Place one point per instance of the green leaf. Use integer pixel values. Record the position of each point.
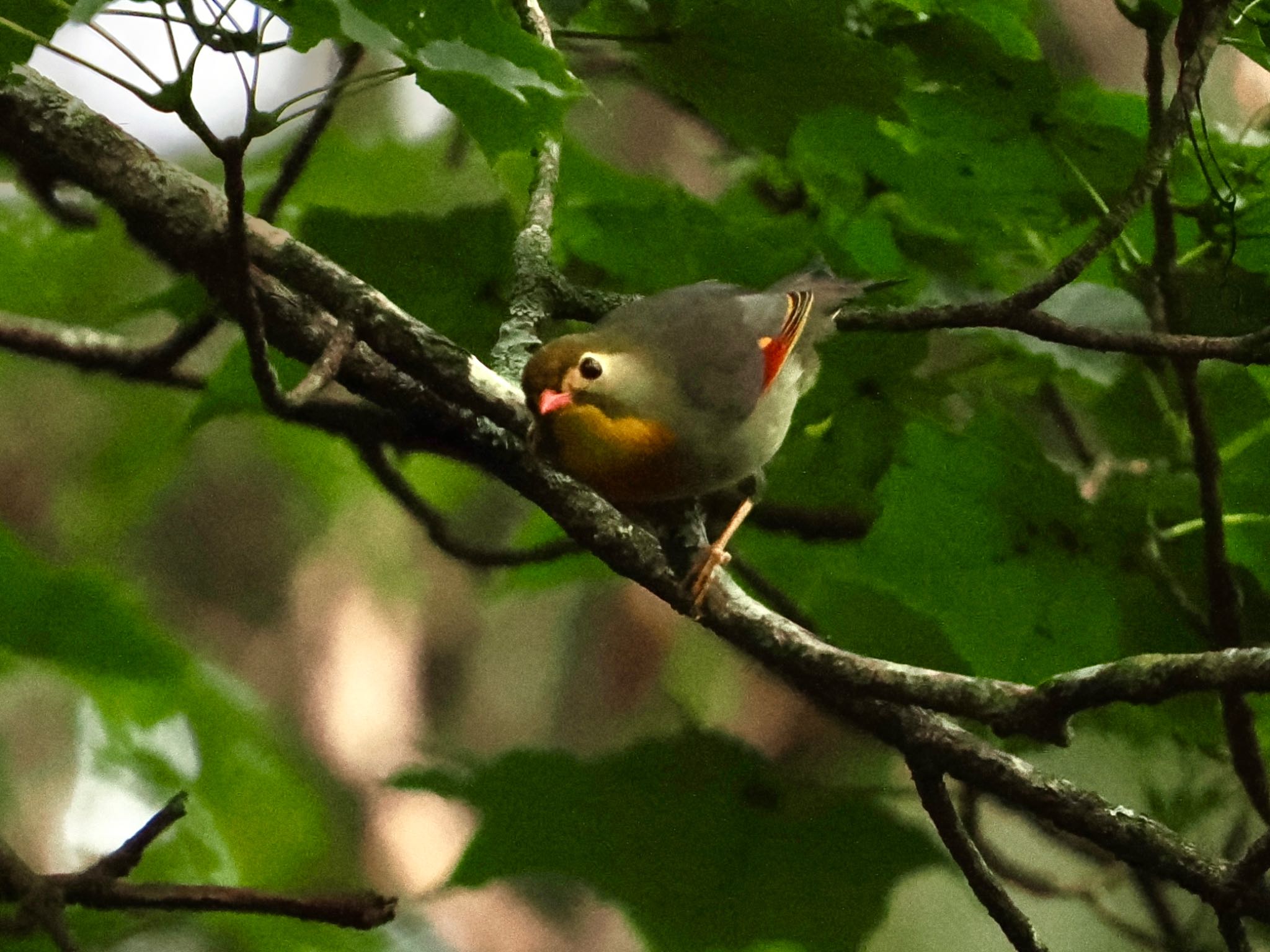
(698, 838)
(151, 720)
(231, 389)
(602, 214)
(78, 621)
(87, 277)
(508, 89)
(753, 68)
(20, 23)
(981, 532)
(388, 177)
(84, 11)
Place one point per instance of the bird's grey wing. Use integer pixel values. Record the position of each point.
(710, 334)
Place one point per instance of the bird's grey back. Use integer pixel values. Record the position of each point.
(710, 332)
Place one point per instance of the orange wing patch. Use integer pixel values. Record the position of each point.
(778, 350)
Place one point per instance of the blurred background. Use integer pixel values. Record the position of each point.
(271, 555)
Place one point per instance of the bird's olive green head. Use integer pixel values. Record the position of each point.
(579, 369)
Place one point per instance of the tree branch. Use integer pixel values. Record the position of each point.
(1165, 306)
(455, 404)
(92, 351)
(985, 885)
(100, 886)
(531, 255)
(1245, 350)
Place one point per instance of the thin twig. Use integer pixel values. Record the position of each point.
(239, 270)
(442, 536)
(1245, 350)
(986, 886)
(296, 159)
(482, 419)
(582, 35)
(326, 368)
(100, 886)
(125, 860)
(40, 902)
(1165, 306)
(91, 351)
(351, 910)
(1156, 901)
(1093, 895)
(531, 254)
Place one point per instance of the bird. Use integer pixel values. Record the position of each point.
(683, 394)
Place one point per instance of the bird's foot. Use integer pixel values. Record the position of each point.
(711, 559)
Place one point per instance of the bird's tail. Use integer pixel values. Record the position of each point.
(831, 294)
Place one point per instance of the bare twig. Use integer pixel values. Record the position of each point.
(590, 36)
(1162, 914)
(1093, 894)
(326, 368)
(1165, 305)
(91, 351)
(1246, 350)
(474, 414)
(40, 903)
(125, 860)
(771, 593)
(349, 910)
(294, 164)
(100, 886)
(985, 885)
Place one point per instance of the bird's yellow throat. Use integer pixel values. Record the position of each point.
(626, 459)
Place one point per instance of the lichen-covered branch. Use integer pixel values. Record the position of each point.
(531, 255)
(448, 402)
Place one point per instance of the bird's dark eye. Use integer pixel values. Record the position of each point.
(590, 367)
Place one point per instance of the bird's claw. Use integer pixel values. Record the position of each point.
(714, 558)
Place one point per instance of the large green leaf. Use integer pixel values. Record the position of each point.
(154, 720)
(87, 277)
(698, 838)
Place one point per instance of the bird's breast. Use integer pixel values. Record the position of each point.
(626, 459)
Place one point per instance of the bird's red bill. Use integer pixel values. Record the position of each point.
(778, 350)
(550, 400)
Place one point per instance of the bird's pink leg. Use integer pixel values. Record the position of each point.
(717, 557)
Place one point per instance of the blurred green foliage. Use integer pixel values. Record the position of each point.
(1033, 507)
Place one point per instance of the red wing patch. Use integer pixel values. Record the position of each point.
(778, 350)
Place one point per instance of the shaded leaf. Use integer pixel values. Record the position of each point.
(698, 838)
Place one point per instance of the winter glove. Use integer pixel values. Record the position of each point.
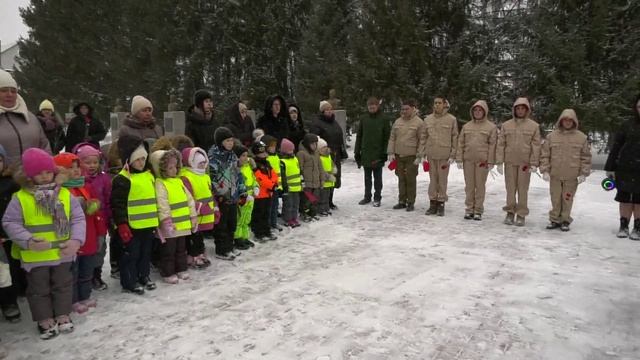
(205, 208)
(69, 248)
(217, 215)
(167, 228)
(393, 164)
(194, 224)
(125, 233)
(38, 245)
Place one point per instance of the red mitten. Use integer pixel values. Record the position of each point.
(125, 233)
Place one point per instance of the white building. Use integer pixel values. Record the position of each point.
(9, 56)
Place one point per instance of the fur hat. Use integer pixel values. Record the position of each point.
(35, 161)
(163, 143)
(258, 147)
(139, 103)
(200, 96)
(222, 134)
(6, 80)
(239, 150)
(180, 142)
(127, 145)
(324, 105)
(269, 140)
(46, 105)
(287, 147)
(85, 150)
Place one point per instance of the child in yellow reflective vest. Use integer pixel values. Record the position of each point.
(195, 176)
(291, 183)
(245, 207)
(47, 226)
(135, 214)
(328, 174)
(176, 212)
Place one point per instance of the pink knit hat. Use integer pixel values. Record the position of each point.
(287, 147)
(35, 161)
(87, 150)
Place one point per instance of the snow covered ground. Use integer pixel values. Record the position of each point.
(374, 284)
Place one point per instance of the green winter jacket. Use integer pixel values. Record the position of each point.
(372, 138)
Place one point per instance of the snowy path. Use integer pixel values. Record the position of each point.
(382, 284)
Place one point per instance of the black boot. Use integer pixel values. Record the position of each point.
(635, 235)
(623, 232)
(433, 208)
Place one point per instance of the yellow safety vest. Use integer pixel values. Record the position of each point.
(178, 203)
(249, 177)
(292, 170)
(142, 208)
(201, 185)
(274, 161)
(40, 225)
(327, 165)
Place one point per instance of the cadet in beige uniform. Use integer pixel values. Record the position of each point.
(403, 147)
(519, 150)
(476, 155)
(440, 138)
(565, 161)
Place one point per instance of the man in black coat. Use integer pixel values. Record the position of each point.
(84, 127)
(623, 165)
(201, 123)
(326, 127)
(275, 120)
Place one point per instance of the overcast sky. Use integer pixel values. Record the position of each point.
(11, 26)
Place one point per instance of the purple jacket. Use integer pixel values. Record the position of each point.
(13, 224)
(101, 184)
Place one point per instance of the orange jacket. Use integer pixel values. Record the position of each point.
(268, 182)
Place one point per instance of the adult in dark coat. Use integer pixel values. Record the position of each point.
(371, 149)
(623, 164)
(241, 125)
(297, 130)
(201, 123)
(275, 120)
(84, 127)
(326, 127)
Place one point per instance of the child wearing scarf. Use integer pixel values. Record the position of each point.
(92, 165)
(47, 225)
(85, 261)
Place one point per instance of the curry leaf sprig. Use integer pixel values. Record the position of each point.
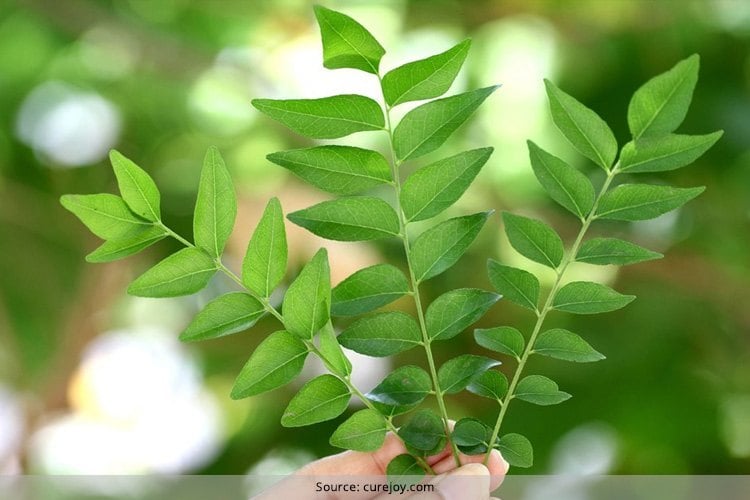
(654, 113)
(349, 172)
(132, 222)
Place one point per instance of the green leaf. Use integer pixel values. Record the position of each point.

- _What the task asks_
Copy out the data from the line with "Place one point per instance of the child wearing" through the end of the data, requests included, and add 97 to every coordinate in the answers. Leave out the pictures.

- _The answer_
Place one point per instance of the child wearing scarf. Use integer pixel values. Record the position of each point.
(189, 262)
(144, 322)
(182, 358)
Place one point per instance of the curry leaf sprig. Use integer pixel values. Record the position of each point.
(751, 210)
(446, 269)
(229, 319)
Place one point per instance of the green leaf. Use integer pixel values. Record the position of each point.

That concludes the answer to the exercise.